• EXTRACTED MATERIAL:

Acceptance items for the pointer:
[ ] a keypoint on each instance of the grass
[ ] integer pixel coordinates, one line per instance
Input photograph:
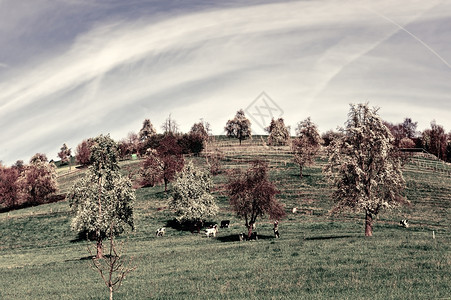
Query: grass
(319, 256)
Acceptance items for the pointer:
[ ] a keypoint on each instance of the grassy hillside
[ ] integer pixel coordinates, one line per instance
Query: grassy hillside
(318, 256)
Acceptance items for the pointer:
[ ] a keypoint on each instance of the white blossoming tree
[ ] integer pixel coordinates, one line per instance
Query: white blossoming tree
(361, 167)
(306, 145)
(279, 134)
(103, 196)
(191, 197)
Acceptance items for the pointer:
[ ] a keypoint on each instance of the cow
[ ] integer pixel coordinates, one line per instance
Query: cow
(211, 231)
(160, 231)
(404, 223)
(225, 224)
(244, 237)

• ACTION ITEM: Although the records contain pictures, transcribe only their text, exactly as written.

• TASK ANSWER:
Acceptance items for the pointer:
[ ] a keypoint on each instance of the grass
[ ] integer pixel coordinates, one line per instance
Input photograph:
Query: grass
(319, 256)
Acceptance items for the pointer:
[ ] a keypoint on each instance of the grassy hillside
[ ] integer pixel coordinates, one line per instance
Query: grassy hillside
(318, 256)
Acceptance items for the pointer:
[ ] a keypoint on each instance of the white blossoming tree
[ ] integer pixel coordinates, one line per instance
Query: white blossoming tree
(361, 167)
(306, 145)
(279, 134)
(103, 196)
(191, 197)
Acceptance items for the pointer:
[ ] a keypoint on each instance of the cow
[ ] integer pixel coordinates, one line per instance
Query: cow
(211, 231)
(160, 231)
(404, 223)
(225, 224)
(244, 237)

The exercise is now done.